- Work required -
Copy the rows below word for word, without changing anything.

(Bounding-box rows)
○ ○ ○ ○

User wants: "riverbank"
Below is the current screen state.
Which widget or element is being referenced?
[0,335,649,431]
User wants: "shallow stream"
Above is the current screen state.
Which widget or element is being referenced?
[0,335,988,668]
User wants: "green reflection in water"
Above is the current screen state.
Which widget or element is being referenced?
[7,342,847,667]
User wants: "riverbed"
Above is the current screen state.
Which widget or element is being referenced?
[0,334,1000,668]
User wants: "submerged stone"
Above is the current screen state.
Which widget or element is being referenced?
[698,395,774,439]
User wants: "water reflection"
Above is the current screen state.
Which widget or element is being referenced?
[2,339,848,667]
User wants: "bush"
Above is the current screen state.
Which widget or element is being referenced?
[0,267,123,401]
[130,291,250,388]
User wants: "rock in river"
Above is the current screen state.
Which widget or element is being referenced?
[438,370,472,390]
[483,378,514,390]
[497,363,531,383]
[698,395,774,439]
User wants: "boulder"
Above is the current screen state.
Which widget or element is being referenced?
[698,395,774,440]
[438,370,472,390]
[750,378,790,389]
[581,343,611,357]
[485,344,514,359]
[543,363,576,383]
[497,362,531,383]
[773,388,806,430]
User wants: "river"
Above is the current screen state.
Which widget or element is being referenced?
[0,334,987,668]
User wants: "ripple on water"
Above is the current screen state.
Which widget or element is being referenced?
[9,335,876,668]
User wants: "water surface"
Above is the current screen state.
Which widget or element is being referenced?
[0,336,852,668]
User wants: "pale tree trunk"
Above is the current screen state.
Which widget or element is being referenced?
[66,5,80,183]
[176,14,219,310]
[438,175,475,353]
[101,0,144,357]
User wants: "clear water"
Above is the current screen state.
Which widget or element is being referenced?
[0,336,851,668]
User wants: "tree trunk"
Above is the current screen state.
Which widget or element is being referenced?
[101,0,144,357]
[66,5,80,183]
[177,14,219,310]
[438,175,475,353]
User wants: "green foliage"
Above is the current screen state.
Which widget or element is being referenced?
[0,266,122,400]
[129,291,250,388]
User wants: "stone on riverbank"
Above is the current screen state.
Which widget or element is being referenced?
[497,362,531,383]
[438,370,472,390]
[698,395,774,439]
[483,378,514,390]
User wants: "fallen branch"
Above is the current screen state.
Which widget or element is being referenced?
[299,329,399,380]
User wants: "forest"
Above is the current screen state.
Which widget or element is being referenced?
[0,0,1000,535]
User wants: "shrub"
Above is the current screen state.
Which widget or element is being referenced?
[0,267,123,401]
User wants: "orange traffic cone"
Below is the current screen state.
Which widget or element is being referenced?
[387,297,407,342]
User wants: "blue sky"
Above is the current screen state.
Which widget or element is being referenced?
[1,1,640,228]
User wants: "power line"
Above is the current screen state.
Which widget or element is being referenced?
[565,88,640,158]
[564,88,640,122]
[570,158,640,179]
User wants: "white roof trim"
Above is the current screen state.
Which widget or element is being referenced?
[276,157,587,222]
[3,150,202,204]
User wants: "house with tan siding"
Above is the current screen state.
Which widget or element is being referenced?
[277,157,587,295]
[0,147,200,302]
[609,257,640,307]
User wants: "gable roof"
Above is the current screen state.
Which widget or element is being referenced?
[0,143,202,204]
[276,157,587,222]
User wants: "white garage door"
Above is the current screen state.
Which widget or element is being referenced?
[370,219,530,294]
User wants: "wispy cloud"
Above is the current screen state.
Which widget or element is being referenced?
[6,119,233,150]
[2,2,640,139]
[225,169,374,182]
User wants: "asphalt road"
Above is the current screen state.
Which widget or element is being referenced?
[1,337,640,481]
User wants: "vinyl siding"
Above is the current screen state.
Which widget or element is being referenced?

○ ○ ○ ○

- Answer in full -
User wants: "riverbank"
Below is the current screen state.
Which widget or element is being referenced?
[0,335,649,431]
User wants: "shallow stream"
Above is the current screen state.
Which widget or element is being referenced?
[0,335,988,668]
User wants: "green reflection in water"
Above is the current screen state.
Which widget or element is being referenced?
[7,342,847,667]
User wants: "riverbed"
Above is the current screen state.
Which widget or element is being referenced?
[0,334,1000,668]
User wants: "submerged stone"
Above is the current screen state.
Which widget or element is being referenced?
[698,395,774,439]
User wants: "water reflection"
Above is the current screen state.
Which widget or element is being referenced?
[2,339,848,667]
User wants: "bush"
Above is the current screen state.
Which widget or element is being referenced?
[0,267,123,401]
[130,291,250,388]
User wants: "rock in river"
Above is the current screen state.
Which widget or element is being referenced?
[438,370,472,390]
[483,378,514,390]
[497,363,531,383]
[698,395,774,439]
User wants: "boulder"
Above is the current screen state.
Which widget or element is being referenced?
[698,395,774,440]
[438,370,472,390]
[750,378,790,389]
[581,343,611,357]
[485,344,514,359]
[543,363,576,383]
[497,362,531,383]
[773,388,806,430]
User wants: "river"
Above is the current screen state.
Which widget or element is being referenced?
[0,334,987,668]
User wants: "ripple on water"
Above is the current screen state.
Which widget or element is being referenced?
[9,335,876,668]
User wants: "water surface"
Above is the current screen state.
Which widget or element is being referenced?
[0,336,852,668]
User wants: "pale tree trunk"
Above is the current screen state.
Which widget or element is being referenced?
[66,5,80,183]
[176,14,219,310]
[438,175,475,353]
[101,0,144,357]
User wants: "clear water"
Above is the current screen state.
Which widget or element is being referenced?
[0,336,851,668]
User wants: "tree trunk"
Above is the current screen state.
Which widget or element is being referenced?
[101,0,144,357]
[66,5,80,183]
[177,14,219,310]
[438,175,475,353]
User wants: "green foliage"
Above is the current screen state.
Which widget or element is being referenced?
[0,266,122,400]
[129,291,250,388]
User wants: "stone on riverbank"
Above is the current screen state.
Which widget or element is being referenced?
[497,362,531,383]
[438,370,472,390]
[698,395,774,439]
[483,378,514,390]
User wants: "fallen branch"
Above is the current screen state.
Which widget or element is being referenced?
[299,329,399,380]
User wants: "forest"
Above is the current screen state.
Which widget or element is being referenced?
[0,0,1000,535]
User wants: "shrub"
Above is the current screen state.
Which widget or element is being referenced?
[0,267,123,401]
User wants: "orange traffic cone"
Below is the current screen state.
Which widget or element is being referenced?
[387,297,407,342]
User wants: "blue sky"
Above is the current screen state.
Which widget or element is being referenced?
[1,1,640,228]
User wants: "power line"
Above is the current screen state.
Which widget or element is being referenced?
[565,88,640,158]
[564,88,640,122]
[570,158,640,179]
User wants: "white roof trim"
Above is the current screen state.
Which widget or element is being referenced?
[276,157,587,222]
[3,150,202,204]
User wants: "house with tan siding"
Above is the current screen state.
Which widget or element is being referenced?
[277,157,587,295]
[0,147,200,302]
[609,257,640,307]
User wants: "gable roof"
Above is the current screen state.
Which widget or element is being referenced?
[0,143,202,204]
[276,157,587,222]
User wants: "white garage door"
Above is the current screen state.
Which widget or element is being referenced?
[370,219,530,294]
User wants: "wispy cloud"
Above is the current screen state.
Which widget or element is being referenced?
[6,119,233,150]
[2,2,640,139]
[225,169,374,182]
User wants: "asphalt road"
Above is the current screen state.
Which widget or element is being referenced?
[1,337,640,481]
User wants: "vinyl siding"
Above is the current screen state.
Which widget or element is being referenced?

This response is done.